Natural language region descriptions
○ ○ ○ ○
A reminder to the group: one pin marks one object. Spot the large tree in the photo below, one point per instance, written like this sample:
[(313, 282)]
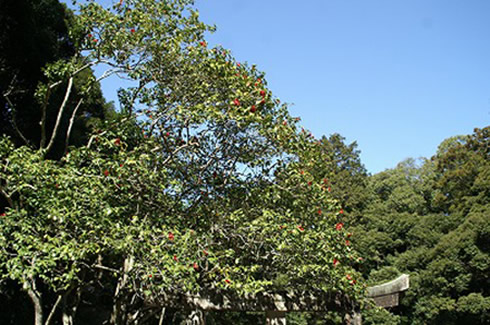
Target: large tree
[(203, 186), (36, 33)]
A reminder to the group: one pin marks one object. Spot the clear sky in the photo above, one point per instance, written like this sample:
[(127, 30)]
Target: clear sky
[(398, 77)]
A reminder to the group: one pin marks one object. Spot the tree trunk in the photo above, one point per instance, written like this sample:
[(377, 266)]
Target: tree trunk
[(35, 296), (275, 318), (119, 312), (196, 318)]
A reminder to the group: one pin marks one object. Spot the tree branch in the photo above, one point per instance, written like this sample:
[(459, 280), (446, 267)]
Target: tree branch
[(51, 314), (60, 114)]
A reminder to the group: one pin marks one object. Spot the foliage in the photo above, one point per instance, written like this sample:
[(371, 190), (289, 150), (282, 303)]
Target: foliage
[(202, 186), (37, 33)]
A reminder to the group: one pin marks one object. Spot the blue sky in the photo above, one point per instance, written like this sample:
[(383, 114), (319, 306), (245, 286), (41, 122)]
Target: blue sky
[(398, 77)]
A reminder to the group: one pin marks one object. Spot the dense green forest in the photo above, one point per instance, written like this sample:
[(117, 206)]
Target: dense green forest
[(202, 183)]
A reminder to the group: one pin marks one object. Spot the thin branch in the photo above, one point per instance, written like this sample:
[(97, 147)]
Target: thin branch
[(14, 124), (105, 268), (60, 114), (162, 315), (51, 314), (7, 197), (72, 120)]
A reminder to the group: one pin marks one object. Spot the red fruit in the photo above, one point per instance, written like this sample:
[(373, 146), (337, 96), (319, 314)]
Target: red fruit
[(339, 226)]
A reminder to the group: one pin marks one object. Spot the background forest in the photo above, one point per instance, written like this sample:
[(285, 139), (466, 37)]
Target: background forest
[(427, 217)]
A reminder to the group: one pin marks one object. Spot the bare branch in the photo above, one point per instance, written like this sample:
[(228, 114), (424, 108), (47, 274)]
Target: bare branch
[(14, 124), (51, 314), (60, 114), (72, 120)]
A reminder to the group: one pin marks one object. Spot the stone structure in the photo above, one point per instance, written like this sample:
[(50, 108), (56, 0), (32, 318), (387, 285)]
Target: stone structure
[(276, 306)]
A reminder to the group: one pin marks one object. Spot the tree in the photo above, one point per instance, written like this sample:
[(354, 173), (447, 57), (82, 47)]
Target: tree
[(431, 221), (37, 32), (203, 185)]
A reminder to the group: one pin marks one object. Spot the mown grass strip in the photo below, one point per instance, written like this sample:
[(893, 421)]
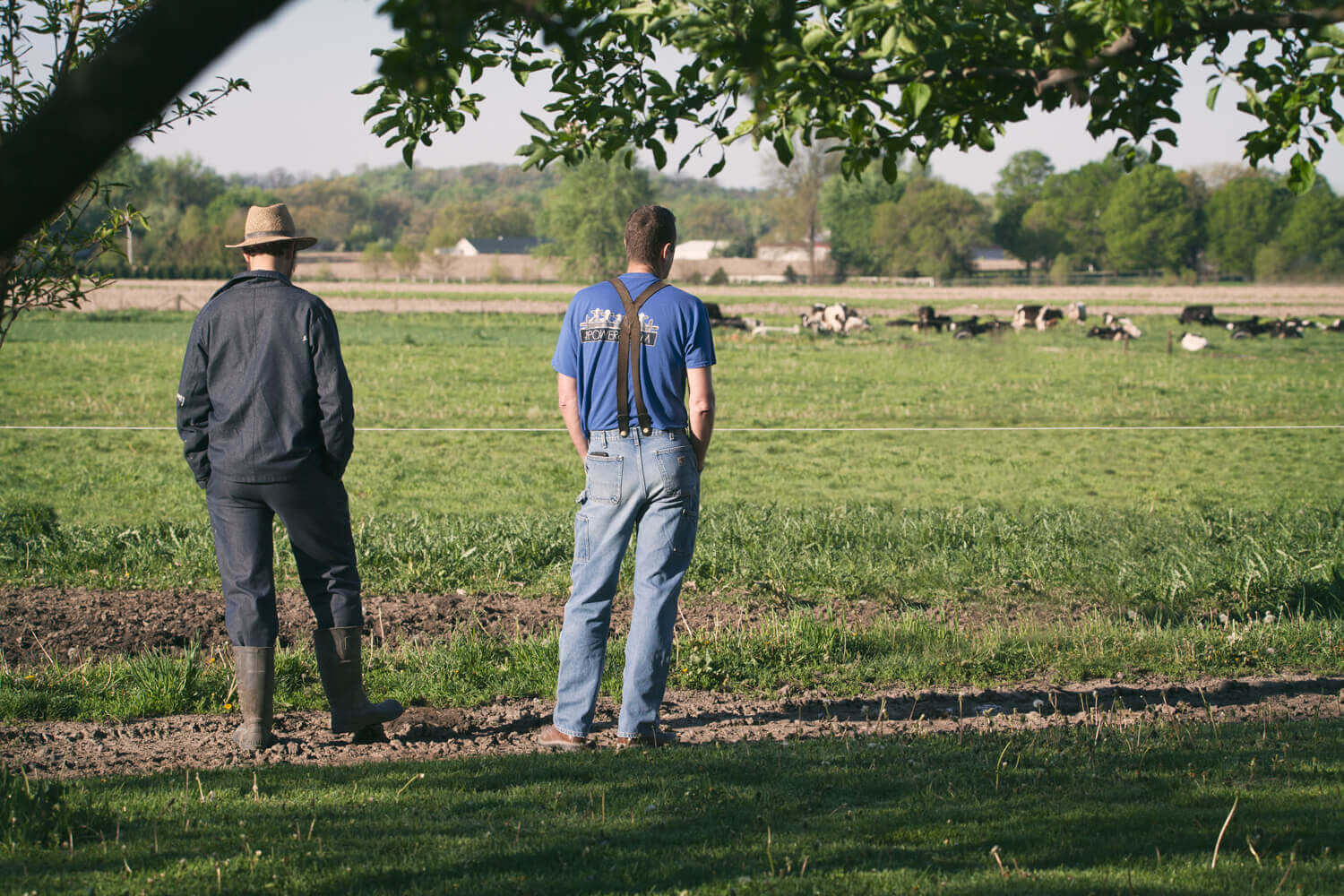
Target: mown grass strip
[(798, 650), (1062, 810), (1163, 565)]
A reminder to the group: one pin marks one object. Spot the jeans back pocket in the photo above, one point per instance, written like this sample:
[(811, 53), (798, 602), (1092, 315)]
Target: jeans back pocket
[(604, 478), (676, 466)]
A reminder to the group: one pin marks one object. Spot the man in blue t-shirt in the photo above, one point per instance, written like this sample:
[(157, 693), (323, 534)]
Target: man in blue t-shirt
[(629, 349)]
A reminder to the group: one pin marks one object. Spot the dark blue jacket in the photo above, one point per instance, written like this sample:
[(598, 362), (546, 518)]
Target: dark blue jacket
[(263, 392)]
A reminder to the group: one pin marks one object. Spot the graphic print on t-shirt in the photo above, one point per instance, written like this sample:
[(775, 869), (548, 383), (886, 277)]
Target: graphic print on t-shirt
[(604, 325)]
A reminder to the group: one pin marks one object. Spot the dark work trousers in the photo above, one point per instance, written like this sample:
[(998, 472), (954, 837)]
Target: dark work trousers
[(314, 511)]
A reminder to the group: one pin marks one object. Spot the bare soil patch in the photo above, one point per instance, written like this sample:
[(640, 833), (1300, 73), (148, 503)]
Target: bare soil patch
[(43, 625), (39, 626), (70, 625), (75, 750)]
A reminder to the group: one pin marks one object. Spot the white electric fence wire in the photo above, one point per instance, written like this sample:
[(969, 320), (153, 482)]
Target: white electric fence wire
[(777, 429)]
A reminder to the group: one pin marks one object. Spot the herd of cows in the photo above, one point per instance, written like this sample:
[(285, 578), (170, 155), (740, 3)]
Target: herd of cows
[(839, 319)]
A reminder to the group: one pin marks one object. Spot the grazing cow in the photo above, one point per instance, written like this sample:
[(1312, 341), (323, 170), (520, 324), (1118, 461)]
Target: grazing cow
[(973, 327), (1249, 328), (717, 319), (857, 324), (930, 320), (833, 317), (1288, 328), (1024, 316), (1199, 314), (814, 319)]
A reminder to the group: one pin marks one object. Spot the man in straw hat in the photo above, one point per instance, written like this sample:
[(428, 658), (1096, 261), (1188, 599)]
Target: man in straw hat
[(266, 418)]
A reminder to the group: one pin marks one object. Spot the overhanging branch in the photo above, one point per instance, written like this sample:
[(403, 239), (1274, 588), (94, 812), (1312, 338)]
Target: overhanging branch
[(102, 104)]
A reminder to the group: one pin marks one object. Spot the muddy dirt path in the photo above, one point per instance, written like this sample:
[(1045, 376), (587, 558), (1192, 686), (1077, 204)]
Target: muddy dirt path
[(69, 625), (74, 750)]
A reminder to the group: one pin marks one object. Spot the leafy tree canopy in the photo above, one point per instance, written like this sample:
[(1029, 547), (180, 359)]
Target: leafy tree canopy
[(1150, 220), (886, 80), (585, 217), (1241, 217)]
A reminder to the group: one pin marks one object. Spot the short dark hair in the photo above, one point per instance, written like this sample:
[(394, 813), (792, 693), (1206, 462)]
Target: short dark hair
[(647, 231), (269, 249)]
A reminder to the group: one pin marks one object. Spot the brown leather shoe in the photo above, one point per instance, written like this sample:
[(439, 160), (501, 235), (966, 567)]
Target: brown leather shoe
[(658, 737), (556, 739)]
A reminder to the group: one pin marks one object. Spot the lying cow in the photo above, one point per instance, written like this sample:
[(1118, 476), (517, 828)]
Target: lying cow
[(1199, 314)]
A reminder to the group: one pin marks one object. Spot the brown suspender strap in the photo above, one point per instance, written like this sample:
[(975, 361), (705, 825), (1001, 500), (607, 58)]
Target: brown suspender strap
[(628, 358)]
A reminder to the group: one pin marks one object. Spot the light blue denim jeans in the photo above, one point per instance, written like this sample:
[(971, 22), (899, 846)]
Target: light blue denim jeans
[(645, 484)]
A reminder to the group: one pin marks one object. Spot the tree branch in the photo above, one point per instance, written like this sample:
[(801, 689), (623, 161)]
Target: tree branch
[(102, 104), (1126, 45), (1133, 40)]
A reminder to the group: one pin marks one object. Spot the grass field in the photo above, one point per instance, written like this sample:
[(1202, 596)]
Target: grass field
[(1142, 551), (1129, 809)]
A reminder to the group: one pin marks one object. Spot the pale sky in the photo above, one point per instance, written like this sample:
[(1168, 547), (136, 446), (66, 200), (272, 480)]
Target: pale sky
[(301, 115)]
○ ○ ○ ○
Lines containing the string "below" are the ones to copy from the entries above.

ANSWER SECTION →
A reminder to the group: one pin marks one object. Spot the large tree in the photo below, one point per instance, written like this sample:
A reminder to the group: one pin marks one object. Spot the mown grass strip in the photo below, one point per instance, written like this sample:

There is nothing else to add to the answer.